(Photo object pointing records)
********************

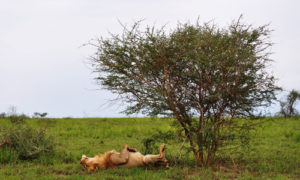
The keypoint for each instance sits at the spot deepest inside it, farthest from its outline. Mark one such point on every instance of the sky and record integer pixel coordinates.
(44, 66)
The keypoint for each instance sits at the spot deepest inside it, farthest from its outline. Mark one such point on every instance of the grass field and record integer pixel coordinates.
(274, 154)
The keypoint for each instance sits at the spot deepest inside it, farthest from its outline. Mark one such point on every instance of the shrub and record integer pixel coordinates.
(29, 143)
(14, 118)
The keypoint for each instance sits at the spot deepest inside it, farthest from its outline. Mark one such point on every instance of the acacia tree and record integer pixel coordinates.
(202, 75)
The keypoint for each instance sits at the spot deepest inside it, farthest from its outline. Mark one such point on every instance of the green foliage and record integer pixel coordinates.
(17, 119)
(152, 143)
(288, 106)
(7, 155)
(215, 74)
(29, 143)
(271, 156)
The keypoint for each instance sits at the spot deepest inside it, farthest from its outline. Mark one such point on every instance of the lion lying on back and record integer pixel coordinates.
(127, 158)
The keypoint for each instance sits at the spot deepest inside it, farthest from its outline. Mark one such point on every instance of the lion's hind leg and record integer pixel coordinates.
(157, 160)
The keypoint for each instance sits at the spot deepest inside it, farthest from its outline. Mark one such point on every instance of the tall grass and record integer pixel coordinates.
(274, 151)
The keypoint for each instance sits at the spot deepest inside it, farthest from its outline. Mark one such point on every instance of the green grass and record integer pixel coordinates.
(274, 154)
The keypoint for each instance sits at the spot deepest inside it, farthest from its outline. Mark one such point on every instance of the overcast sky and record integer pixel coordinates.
(43, 66)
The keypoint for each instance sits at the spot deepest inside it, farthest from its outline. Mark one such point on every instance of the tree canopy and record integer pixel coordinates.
(195, 70)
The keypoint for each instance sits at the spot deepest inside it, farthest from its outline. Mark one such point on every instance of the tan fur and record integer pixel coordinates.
(125, 159)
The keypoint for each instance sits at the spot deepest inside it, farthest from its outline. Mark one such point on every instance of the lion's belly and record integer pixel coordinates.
(135, 159)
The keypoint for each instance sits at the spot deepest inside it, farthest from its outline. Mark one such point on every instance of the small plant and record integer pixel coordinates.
(17, 119)
(39, 115)
(151, 144)
(29, 143)
(288, 106)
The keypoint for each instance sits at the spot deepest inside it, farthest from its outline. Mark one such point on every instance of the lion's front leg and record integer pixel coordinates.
(158, 159)
(122, 157)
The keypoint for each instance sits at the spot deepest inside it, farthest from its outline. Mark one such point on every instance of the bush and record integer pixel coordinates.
(29, 143)
(18, 119)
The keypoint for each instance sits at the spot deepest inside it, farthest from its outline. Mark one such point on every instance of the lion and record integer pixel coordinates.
(127, 158)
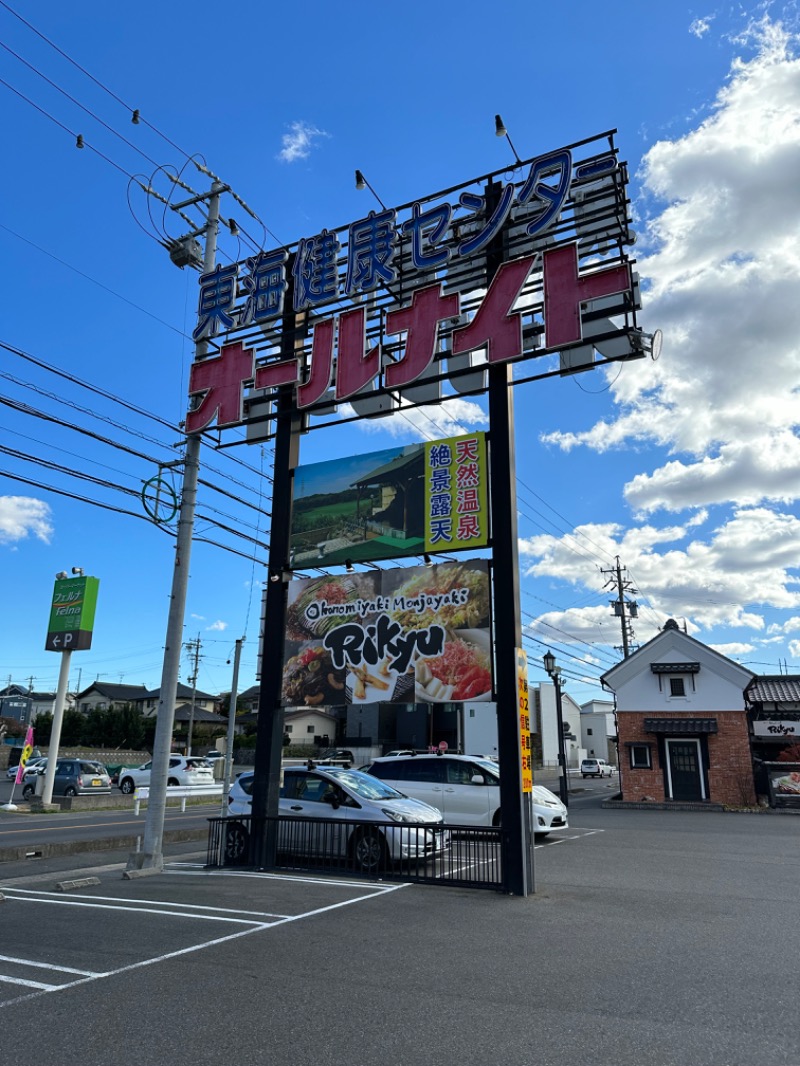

********************

The request: Locate every line in the material above that contains the string "plant", treating uppercase and lowercase as different, and copy each of those lines.

Solution below:
The keypoint for each instance sits at the spot deepest inside it, farthest from its outline. Mark one such point on every instance of the small plant and record integer pixel coordinates.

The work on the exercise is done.